- **AUFGABENSTELLUNG**:
Beantworte anhand des Textes über die Kongregation folgende Fragen:
(a) Wie viele Hospize, Häuser, Priorate und Kirchen besass die Kongregation im Jahr 1177?
(b) Wann wird das Generalkapitel der Kongregation erstmals erwähnt?
(c) Welchem Ritterorden wurde der savoyische Teil der Propstei zugeteilt?

- **VORLIEGENDER TEXT**:

Die Besitztümer der Kongregation reichten von England bis Sizilien, darunter fanden sich besonders viele Häuser an bedeutenden Fernstrassen jener Zeit. 1177 waren es 78 Hospize, Häuser, Priorate und Kirchen, im Jahr 1286 bereits 86. Viele dieser Besitzungen waren den Chorherren von bedeutenden Adligen in der Absicht, ihre Macht diesseits oder jenseits der Alpen zu festigen, geschenkt worden. Besonders hervor taten sich in dieser Hinsicht die Kaiser Friedrich I., genannt Barbarossa (1122–1190) und Heinrich VI. (1165–1197), der König Heinrich I. von England (1068–1135) sowie die Grafen und Herzöge von Savoyen.

Das Generalkapitel der Kongregation, das 1149/1159 erstmals erwähnt wird, sandte Prokuratoren zur Kontrolle und Aufsicht in die Besitztümer, um die geistliche und weltliche Einheit zu kontrollieren. Mehrmals war die Existenz des Hospizes durch disziplinarischen und wirtschaftlichen Zerfall bedroht gewesen. Namentlich werden die Bemühungen besonders auch Jean d’Arces (1370–1454), Propst auf dem Grossen St. Bernhard und später Kardinal, sowie Juan de Cervantes, ebenfalls Kardinal, zugeschrieben.

 
Die politische Karte der Westschweiz zur Zeit der Burgunderkriege. (Das Hospiz ist nicht eingetragen und befindet sich unterhalb von Martigny, dem eingezeichneten Flusslauf der Dranse d’Entremont bis zur Quelle am unteren Bildrand folgend)

Das Haus Savoyen, dem das Kloster grosse Teile seines Besitzes in der Genferseeregion verdankte, konnte dadurch massgeblich mitbestimmen, wer zum Propst der Kongregation aufstieg. Dieser Einfluss war für die Chorherren zunächst von Vorteil, wurde aber zur Belastung, als das Hospiz Mitte des 15. Jahrhunderts in einen langjährigen weltlich-kirchlichen Konflikt um das Recht der Propstwahl hineingezogen wurde. Papst Nikolaus V. hatte 1451 dem Hause Savoyen ein Mitspracherecht bei der Einsetzung von höheren Klerikern gegeben, als Gegenleistung dafür, dass Felix V. (1383–1451) von Savoyen als Gegenpapst resignierte. Die Walliser versuchten von nun an, die Vorherrschaft über das politisch wichtige Hospiz zu erlangen. Im Laufe der Burgunderkriege (1474–1477) wurde dieser Konflikt verschärft, da sich die Walliser Zehnden den Eidgenossen, die Savoyer aber den Burgundern zugewandt hatten. Mit dem Sieg der Eidgenossen in den Kriegen wurde die Herrschaft der Zehnden am Hospiz nicht mehr in Frage gestellt.

1752 teilte Papst Benedikt XIV. die Propstei in einen Walliser und einen savoyischen Teil. Der savoyische Teil wurde säkularisiert und dem Ritterorden der hl. Mauritius und Lazarus zugeteilt.

- **EXTRAHIERTE ANGABEN**:
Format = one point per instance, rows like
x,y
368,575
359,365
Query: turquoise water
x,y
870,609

- **ERLEDIGTE AUFGABE**:
(a) 78
(b) 1149/1159
(c) Dem Ritterorden der hl. Mauritius und Lazarus